▸ **To be done**: Write out every one of the entries below word for word, omitting the pictures.

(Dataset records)
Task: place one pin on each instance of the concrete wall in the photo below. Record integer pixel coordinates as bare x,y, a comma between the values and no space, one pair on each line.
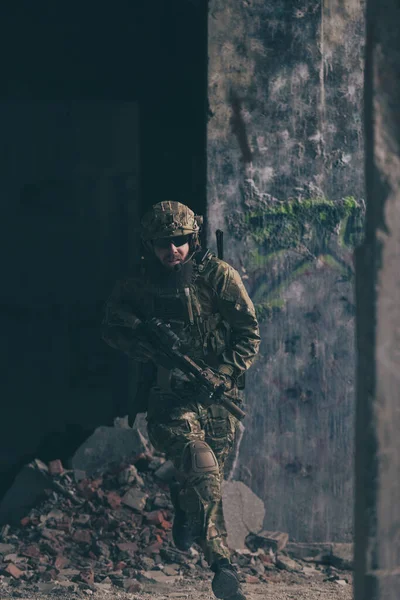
285,182
377,511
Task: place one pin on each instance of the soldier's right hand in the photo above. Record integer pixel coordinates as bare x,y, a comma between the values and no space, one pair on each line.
142,351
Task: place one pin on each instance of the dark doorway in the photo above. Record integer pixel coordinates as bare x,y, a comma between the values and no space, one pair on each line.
103,113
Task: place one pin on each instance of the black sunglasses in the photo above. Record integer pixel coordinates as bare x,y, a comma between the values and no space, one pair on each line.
177,241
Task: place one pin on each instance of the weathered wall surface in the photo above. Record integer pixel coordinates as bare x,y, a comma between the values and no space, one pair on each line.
377,512
285,173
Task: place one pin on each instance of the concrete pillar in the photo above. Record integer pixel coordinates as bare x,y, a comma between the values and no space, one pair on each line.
377,511
285,183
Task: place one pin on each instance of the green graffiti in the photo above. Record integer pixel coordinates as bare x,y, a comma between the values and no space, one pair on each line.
315,229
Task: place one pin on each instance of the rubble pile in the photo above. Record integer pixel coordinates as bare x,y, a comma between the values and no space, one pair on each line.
114,529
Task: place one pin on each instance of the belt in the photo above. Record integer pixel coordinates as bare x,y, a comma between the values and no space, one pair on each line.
167,381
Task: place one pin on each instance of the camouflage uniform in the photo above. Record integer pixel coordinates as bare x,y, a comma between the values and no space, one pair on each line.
207,306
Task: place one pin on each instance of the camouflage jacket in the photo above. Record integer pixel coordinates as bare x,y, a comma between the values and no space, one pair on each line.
205,303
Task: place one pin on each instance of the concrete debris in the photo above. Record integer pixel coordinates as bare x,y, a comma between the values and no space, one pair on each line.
244,512
135,499
128,475
166,472
337,555
288,564
268,540
116,533
342,556
108,446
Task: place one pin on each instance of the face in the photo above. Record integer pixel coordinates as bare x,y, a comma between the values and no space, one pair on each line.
171,251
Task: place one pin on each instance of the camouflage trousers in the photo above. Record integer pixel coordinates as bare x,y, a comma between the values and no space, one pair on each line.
173,421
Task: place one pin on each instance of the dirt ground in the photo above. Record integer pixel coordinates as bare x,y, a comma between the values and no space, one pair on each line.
282,586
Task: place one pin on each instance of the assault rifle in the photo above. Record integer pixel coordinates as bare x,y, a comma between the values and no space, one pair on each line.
166,345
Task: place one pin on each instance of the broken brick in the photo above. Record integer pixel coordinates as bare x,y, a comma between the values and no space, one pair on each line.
156,517
82,536
153,548
61,562
252,579
128,547
113,500
13,570
55,467
87,576
31,551
133,587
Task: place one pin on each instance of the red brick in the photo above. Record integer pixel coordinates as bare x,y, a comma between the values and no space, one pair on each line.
128,547
153,548
156,517
133,588
113,500
82,536
49,575
87,576
55,467
266,559
252,579
13,570
61,562
32,551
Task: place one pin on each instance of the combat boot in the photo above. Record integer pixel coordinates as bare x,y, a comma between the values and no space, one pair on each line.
225,583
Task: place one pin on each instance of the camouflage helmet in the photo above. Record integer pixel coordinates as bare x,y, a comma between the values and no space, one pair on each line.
169,219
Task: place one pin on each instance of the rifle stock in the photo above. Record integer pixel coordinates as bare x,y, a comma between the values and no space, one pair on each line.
167,343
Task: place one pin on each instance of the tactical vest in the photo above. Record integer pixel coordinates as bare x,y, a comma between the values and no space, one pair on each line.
185,301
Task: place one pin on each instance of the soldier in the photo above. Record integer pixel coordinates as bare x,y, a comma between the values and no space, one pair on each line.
204,301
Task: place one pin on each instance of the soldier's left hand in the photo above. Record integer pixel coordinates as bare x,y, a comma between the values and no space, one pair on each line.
218,379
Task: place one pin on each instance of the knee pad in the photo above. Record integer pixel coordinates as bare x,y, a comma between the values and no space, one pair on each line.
198,458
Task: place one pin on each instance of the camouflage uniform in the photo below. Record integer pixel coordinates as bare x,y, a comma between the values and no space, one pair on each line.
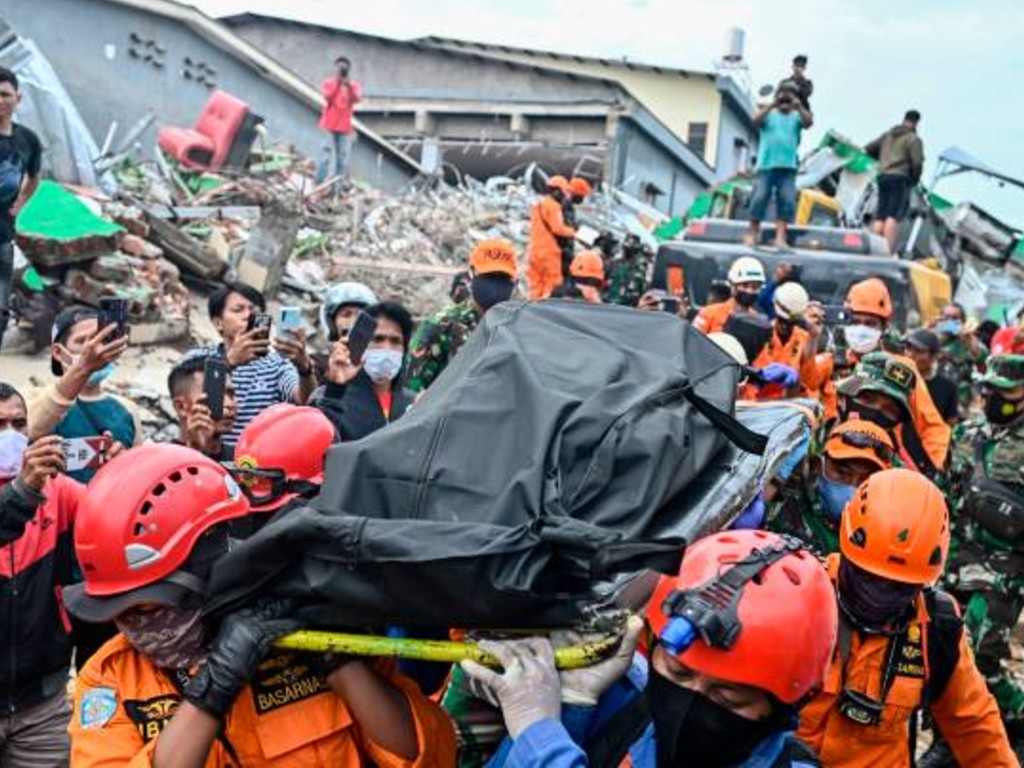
986,570
437,340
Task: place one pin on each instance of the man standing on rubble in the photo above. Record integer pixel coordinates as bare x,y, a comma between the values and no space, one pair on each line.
440,337
901,158
20,155
340,96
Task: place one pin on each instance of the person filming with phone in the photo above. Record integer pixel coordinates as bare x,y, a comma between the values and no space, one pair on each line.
266,369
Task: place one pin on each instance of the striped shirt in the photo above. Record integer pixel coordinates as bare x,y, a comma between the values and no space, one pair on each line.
259,384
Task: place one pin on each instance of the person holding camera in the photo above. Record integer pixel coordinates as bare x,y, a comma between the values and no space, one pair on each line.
780,124
341,93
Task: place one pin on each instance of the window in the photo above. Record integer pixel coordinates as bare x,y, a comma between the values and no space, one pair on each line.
696,137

▸ **Worked answer**:
Task: place one pin on each instance of the concrete wall in the photo below. Record integer pixel coordinates as bare x,y, a comma between the values and no space, one pair on each line.
285,182
377,511
Task: place one pin on each instance of the soldier's right hand in the photo above. Record integer pixel coordinates as bare x,y, a comma between the values and no space, one pair on each line.
142,351
Task: place one pin on each instance of the dark doorway in the photo above. Record integer pixel coordinates as bare x,y, a comma between the values and no space, one pair on each line.
103,113
Task: place one pin on each instance of the black sunglasses in the photo above. Record integer pixel coordinates as bare x,y, a comma between the values and no space, one pair on each line.
177,241
Task: place one pin on each instance of the weathered wall surface in the photo above. Record integer pixel coordinates as bare x,y, a comma between the values and no space, one pair on each line.
377,512
285,173
Task: place one pin on each instance of the concrete pillar in the photo above. Record integer pixel coordinates as bare x,y, a comma between the values and no space, one pair on each line.
377,511
285,183
Task: place one pin on each instance of the green graffiti in the photo above. Record integer pixel coordinates as bare x,y, a comma between the values and no space, one pair on each line.
315,229
Task: place one pin on each instance of the rubble pile in the photo above. Record integer pixel coordinates as bare x,y, a comma between the values and no space, one pair on each line.
114,529
Task: place one pin on each instance of the belt in the photo above. Record integer pixel coordinates as bare x,y, a comma between the values and no space, one pair on each line.
167,381
Task: place one pin on each instance of the camouflage uniform in the photo above. Record integer pixel coordinates as bare x,y, a comma between the values and no space, one pair on each line.
207,306
Task: place one pin on each instance of the camouflage jacket in the photo above. Record integer pixel coordinates as bare x,y, a comma between the values and no space, one pair on each line.
205,303
Task: place one pin on each instance of the concrete debris in the photo above. Record integer pixel coordinates as bare x,y, a comma between the values and no space, one pair on each line.
244,512
135,499
128,475
166,472
337,555
288,564
268,540
116,533
342,556
108,446
Task: place one pin on each instance of the face in the photo above. Record integer pixel coordinates as bare x,y, a comma between the values and no space, one pair on each line.
171,251
Task: place one pin on each instance of the camouflage trousers in the photo above. Record integer pixel coordinates as bare x,y, a comma between the values and no space, one pair on each line.
173,421
Task: place one pin on each instance of the dirt ground in the photo above. Record integer pixel coordinates as bare x,y, a comma between the values and no space, one pair on each line.
282,586
Task: place one pin on each instance of the assault rifle in the photo above. Record integer pixel coordinates as bare x,y, a comma between the values and no space, one pair on each line.
166,345
Task: place one pin on each instance of the broken brick in the photo above. Record integer pixel coordinates as bare x,y, a comma between the values and no space, one pair on each line.
156,517
82,536
153,548
61,562
252,579
128,547
113,500
13,570
55,467
87,576
31,551
133,587
Task: place one pin on each instance of the red brick in the photo above. Record integer pixel coordinates as bare x,y, a comma between the values and no space, one pair on each line.
128,547
153,548
156,517
133,588
113,500
82,536
49,575
87,576
55,467
266,559
252,579
13,570
61,562
32,551
Task: place one pin on each instance of the combat boot in the photo above. Record integer pixel coordinates as bare x,y, a comma between the values and no space, one pair on each line.
225,583
Task: place one pin on each instance of the camouflage helmet in the photo above. Record integer pixel coordinates as bare x,y, a comma between the values and no space, one pair on each line.
169,219
Task: place one pin on each instance of the rifle stock in the photo above. Record integer pixel coordinates as bare x,y, a comma between the values and no space, one pair on each line.
167,343
Task: place one pin on each instance of the tactical vest in the photo above. Record integer pixel coordinates as bare x,y, a comma between the values and no space, one pair on each line.
185,301
Task: place one pin on each instance of the soldier in the photo above. Record integer pixel coordinates as bare x,y, a comma between the values and no space, one pair on each line.
204,301
Task: place one pin on each instance of the soldier's left hand in the photo above. Record integer pixel coordinates as bare x,y, a comma between the values and no space, one pair on each line.
218,379
Task: place one pin on each instance of the knee pad in the photo above. Record integer pixel coordinates as bare x,y, a comma between the values and no space, one pair on each line.
198,458
Task: place one pin on each instance of the camouflage uniform in the photo below. Record integer pixel coordinates as bare x,y, a comma between the values and no space, one pair on each line.
986,570
437,340
Task: place one pin on each instance of the man standing on rubble in the photo above. Record integer pixel coordinates as bare x,y, a comma between the values and no space, one pair on each line.
440,337
901,158
20,155
340,96
Task: place one pin on each instance of the person filming with phone in the photo above. Record integer pixel coordinates as bare x,y, a comma between the values and no space, one pair on each line.
266,369
Task: place one pin on each instance of the striped shirt in the photo above. Record integer pixel coordinates as bare x,y, a comma between the values and no space, one pair on each line.
259,384
Task: place one pin on each instance of the person holding camera in the photo above. Record integer pixel coordinates as bare x,y, a comma between the values and no space, one pair on each line.
780,124
341,93
Task: place one pin on each instance of the window in the photo above. Record integer pixel coordinates as bare x,y, a comma between the values and no space, one pair on each line.
696,137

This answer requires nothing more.